ESERCIZI DA SVOLGERE:
1. Trasforma in un elenco puntato il paragrafo del testo sui Black Country New Road che comincia con "Pop è sicuramente una parola", conservandone i fatti principali.
2. Ripeti senza modifiche la parte del testo sui Black Country New Road che comincia con "Nel 2022 esce" e arriva fino a "degli anni ‘20.".

TESTO DI RIFERIMENTO:
===============
Dalle origini alla consacrazione: la parabola iniziale
Il debutto del 2021 “For The First Time” aveva visto la band di Cambridge impegnata in un post rock fatto di linee ritmico-melodiche ripetitive, quasi ossessive, infarcite da improvvisi cambi di tempo e dalla voce desolata di Isaac Wood. Il post- punk iniettato nella maggior parte del disco è affiancato dalle strutture caotiche e anticonvenzionali che aggiungono il rock sperimentale alla lista dei generi di questo disco. Insomma un tripudio di creatività contraddistingueva la band nella scena di Windmill del
2021 e faceva presagire un futuro glorioso.
Nel 2022 esce “Ants From Up There”, un disco che spazza via il lato più sperimentale del primo album per lasciare spazio a brani art-rock che portano sulle spalle arrangiamenti perfetti, performance entusiasmanti e la voce ,che da desolata passa ad essere viscerale. Vere e proprie suite costellate di sassofoni, violini, fiati che nei casi di “The Place Where He Inserted the Blade”, “Concorde” e “Basketball Shoes” , si concludevano in climax memorabili. In “Ants From Up There” i Black Country New Road prendevano l’indie rock a mo’ di suite dai Car Seat Headrest di “Teens Of Denial” , il cantato lamentoso da Jeff Mangum in “In The Aeroplane Over The Sea”, la malinconia di Sufjan Stevens, le strutture
degli Arcade Fire e un pizzico di prog rock preso in prestito dai momenti più melodici dei black midi per arrivare a creare un suono che rimane una pietra maestosa nel rock degli anni ‘20.
Una frattura dolorosa: l’addio di Isaac Wood
Ma poco prima dell’uscita dell’album il cantante e frontman Isaac Wood dichiara la sua dipartita dalla band per problemi di salute mentale. Assistiamo così a una ridistribuzione dei ruoli all’interno del gruppo con il cantato che passa alla bassista Tyler Hyde, alla pianista May Kershaw e alla violinista Georgia Ellery; tre nuove voci, tutte al femminile. Ma il cantato non è la più grande novità del terzo album dei Black Country New Road, “Forever Howlong”. “Besties”, il primo singolo del disco è un impasto coeso di indie pop, chamber pop e progressive pop, l’arrangiamento è denso e ben curato con almeno tre modulazioni (di cui una ai toni lontani). Un brano piacevole, divertente ma anche estremamente creativo e ambizioso.
Il pop ambizioso che guarda al futuro
Pop è sicuramente una parola che affianca la maggior parte dei generi di questo album. Un pop fatto di strumenti appartenenti alla musica da camera (chamber pop), di contrappunti vocali e di clavicembali (baroque pop) e di tempi dispari e morbidi virtuosismi strumentali (progressive pop). Il sound è potente, teatrale, l’ansia tormentata che guidava i precedenti due dischi sembra essere perlopiù svanita.
Ciò che in parte rimane di “Ants From Up There” sono i finali carichi, gonfi che continuano a funzionare bene ma che rimangono sicuramente meno memorabili di quelli del secondo disco.
===============
VOCI FORNITE:
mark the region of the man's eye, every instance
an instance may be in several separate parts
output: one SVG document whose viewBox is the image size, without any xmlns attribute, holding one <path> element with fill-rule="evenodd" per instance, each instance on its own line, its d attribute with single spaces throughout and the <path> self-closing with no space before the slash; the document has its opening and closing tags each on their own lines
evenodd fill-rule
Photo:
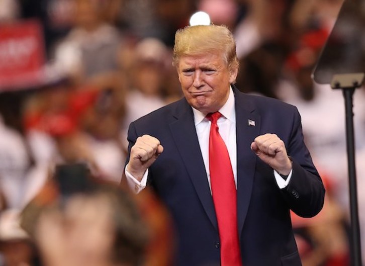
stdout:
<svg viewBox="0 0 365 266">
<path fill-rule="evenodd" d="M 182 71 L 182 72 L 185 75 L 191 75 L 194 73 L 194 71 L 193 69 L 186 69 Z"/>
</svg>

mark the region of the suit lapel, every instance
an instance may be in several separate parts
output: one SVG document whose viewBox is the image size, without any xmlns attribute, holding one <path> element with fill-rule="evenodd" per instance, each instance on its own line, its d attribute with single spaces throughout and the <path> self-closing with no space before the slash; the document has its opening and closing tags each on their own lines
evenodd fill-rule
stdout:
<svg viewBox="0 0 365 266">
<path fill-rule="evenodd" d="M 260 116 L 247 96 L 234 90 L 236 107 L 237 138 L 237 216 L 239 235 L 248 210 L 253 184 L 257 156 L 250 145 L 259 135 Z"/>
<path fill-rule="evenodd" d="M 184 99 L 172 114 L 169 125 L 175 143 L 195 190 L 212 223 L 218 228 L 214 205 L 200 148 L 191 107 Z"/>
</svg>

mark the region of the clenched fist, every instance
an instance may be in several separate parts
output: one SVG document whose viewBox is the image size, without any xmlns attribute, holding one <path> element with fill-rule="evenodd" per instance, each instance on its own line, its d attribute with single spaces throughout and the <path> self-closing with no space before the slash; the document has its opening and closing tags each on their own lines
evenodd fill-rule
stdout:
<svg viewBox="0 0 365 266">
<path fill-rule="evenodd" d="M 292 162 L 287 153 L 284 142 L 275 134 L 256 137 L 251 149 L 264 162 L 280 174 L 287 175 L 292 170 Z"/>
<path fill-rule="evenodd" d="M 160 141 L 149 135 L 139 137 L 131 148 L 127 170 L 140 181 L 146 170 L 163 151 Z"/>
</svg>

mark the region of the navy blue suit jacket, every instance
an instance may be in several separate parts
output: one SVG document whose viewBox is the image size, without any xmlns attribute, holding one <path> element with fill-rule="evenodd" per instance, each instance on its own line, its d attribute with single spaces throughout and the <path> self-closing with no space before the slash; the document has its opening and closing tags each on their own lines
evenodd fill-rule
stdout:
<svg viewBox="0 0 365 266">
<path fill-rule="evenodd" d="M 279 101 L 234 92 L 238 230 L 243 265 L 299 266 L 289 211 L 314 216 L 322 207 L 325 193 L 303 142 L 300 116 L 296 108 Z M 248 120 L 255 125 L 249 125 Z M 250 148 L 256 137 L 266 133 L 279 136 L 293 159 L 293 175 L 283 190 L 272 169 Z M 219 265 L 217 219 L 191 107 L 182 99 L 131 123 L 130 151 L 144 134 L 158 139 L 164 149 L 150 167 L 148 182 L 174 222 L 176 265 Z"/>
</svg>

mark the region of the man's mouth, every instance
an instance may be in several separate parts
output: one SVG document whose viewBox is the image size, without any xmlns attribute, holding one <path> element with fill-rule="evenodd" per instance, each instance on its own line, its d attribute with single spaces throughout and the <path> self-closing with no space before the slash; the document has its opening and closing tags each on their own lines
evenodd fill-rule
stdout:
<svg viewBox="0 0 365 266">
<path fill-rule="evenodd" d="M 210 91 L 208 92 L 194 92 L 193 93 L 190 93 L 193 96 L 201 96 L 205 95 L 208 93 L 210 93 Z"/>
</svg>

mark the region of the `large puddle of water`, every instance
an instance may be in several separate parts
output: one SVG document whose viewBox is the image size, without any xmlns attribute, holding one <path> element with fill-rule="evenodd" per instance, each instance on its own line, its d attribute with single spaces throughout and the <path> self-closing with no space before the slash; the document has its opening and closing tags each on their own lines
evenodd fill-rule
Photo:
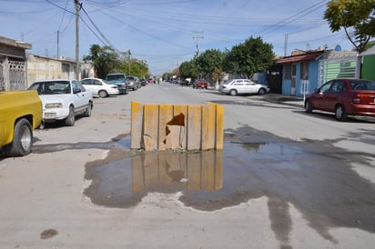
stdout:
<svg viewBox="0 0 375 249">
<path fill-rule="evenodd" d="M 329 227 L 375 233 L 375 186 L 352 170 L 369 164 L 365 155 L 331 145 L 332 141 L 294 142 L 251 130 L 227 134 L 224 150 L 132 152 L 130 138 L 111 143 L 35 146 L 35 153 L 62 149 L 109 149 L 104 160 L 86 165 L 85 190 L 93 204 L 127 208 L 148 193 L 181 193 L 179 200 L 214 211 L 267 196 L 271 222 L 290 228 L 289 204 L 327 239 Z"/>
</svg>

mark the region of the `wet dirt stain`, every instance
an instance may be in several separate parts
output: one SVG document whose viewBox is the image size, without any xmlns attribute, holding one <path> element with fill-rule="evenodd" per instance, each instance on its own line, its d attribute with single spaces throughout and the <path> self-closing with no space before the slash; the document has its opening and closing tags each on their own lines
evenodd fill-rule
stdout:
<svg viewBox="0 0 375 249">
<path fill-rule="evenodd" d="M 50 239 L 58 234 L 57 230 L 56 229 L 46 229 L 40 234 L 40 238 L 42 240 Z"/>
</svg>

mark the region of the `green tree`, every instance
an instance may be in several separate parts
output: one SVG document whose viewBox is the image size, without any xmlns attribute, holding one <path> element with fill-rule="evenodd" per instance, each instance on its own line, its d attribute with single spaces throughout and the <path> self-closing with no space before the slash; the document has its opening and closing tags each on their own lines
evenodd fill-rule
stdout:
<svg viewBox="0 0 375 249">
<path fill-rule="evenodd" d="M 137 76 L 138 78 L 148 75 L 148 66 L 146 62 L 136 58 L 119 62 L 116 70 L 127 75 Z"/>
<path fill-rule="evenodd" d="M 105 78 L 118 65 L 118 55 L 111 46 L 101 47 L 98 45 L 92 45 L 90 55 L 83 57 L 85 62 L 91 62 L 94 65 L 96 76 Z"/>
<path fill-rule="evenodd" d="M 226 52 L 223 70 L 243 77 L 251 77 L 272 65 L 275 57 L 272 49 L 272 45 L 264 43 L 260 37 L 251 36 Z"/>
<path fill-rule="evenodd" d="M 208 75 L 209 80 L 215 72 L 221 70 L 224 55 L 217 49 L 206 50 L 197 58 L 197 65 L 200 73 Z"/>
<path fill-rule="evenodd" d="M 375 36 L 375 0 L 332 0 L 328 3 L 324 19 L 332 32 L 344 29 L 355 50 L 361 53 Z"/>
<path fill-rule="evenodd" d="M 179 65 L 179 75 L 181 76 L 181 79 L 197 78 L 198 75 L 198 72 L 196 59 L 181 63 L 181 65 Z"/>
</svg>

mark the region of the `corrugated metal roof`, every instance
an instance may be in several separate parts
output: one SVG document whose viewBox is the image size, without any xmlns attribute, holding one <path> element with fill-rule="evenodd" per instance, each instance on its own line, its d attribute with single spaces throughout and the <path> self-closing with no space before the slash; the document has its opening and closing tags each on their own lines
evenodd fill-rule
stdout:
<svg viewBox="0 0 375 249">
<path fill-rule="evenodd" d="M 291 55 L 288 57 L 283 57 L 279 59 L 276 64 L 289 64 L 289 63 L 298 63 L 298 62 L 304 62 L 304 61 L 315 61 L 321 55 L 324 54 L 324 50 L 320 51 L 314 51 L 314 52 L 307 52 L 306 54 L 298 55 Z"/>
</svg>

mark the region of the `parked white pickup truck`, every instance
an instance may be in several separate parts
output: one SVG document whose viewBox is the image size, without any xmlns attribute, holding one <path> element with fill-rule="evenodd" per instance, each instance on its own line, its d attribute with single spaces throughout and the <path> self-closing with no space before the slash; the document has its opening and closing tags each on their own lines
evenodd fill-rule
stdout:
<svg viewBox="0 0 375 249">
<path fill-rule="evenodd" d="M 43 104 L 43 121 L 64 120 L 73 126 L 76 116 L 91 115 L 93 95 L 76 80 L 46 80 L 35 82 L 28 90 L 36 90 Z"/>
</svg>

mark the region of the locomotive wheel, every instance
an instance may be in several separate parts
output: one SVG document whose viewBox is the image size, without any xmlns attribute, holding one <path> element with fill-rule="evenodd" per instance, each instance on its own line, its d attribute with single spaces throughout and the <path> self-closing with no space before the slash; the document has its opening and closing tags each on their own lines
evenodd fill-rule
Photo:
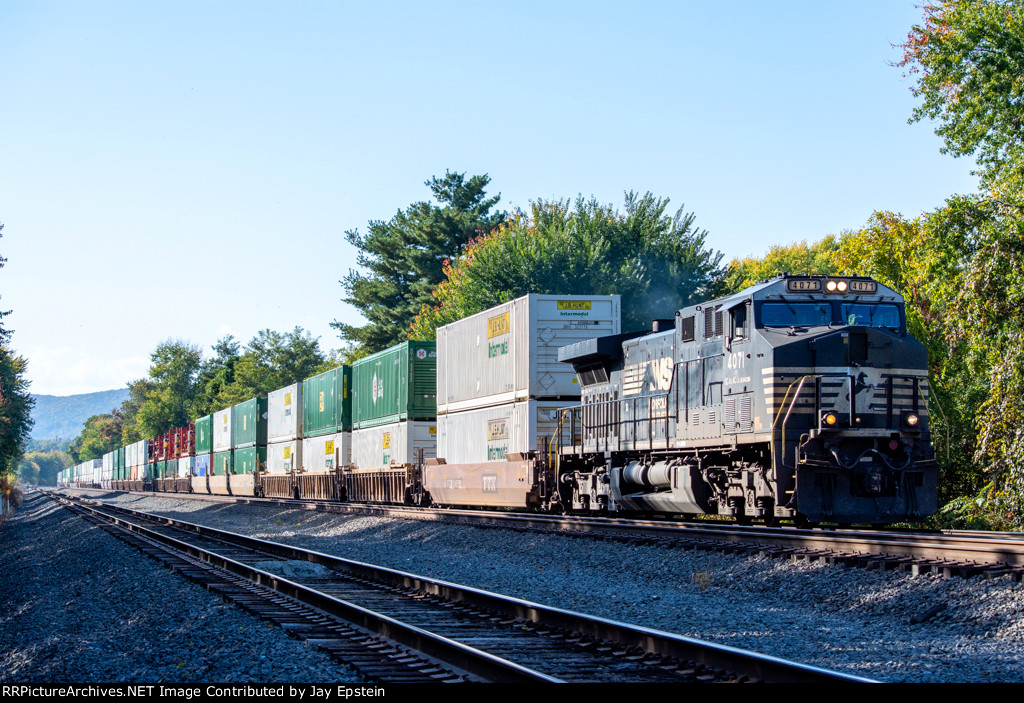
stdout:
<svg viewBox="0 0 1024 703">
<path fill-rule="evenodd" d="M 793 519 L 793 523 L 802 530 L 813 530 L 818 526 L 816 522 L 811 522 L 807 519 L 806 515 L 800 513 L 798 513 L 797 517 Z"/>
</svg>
===============
SOLUZIONI DEGLI ESERCIZI:
1.
- Il pop accompagna la maggior parte dei generi dell'album.
- Chamber pop: strumenti tipici della musica da camera.
- Baroque pop: contrappunti vocali e clavicembali.
- Progressive pop: tempi dispari e morbidi virtuosismi strumentali.
- Il suono è potente e teatrale.
- L'ansia tormentata dei due dischi precedenti sembra in gran parte svanita.

2.
Nel 2022 esce “Ants From Up There”, un disco che spazza via il lato più sperimentale del primo album per lasciare spazio a brani art-rock che portano sulle spalle arrangiamenti perfetti, performance entusiasmanti e la voce ,che da desolata passa ad essere viscerale. Vere e proprie suite costellate di sassofoni, violini, fiati che nei casi di “The Place Where He Inserted the Blade”, “Concorde” e “Basketball Shoes” , si concludevano in climax memorabili. In “Ants From Up There” i Black Country New Road prendevano l’indie rock a mo’ di suite dai Car Seat Headrest di “Teens Of Denial” , il cantato lamentoso da Jeff Mangum in “In The Aeroplane Over The Sea”, la malinconia di Sufjan Stevens, le strutture
degli Arcade Fire e un pizzico di prog rock preso in prestito dai momenti più melodici dei black midi per arrivare a creare un suono che rimane una pietra maestosa nel rock degli anni ‘20.